[Location identification items]
# # # #

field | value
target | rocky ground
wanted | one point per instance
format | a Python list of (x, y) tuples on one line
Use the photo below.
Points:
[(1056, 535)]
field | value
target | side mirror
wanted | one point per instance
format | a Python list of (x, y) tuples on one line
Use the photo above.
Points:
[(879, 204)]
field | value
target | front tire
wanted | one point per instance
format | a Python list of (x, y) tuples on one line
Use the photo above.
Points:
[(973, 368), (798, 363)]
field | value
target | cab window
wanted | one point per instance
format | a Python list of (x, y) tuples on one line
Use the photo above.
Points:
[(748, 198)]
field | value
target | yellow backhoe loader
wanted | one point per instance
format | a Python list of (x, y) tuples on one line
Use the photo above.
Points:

# # # #

- _Exercise directions_
Replace "one point per instance" with "a single point for each instance" throughout the rows above, and write all the rows out again with nothing else changed.

- _Response to the task_
field | value
target | rocky ground
wanted | a single point for each instance
format | a Python list of (x, y) tuples on one line
Use the photo below.
Points:
[(1056, 535)]
field | value
target | side mirror
wanted | a single point for each instance
format | a Python list of (x, y) tuples on one line
Use the photo above.
Points:
[(879, 204)]
field | value
target | front tire
wanted | a single point for each instance
format | a Python list of (x, y) tuples on one line
Use the photo above.
Points:
[(973, 368), (798, 363)]
field | value
target | cab window
wanted | a single point for each instance
format | a Python list of (x, y) tuples on one line
Use the photo above.
Points:
[(748, 198)]
field | value
target | yellow backhoe loader
wanted | a single point for each instance
format | a Python list of (x, y) tuples on one line
Use the photo above.
Points:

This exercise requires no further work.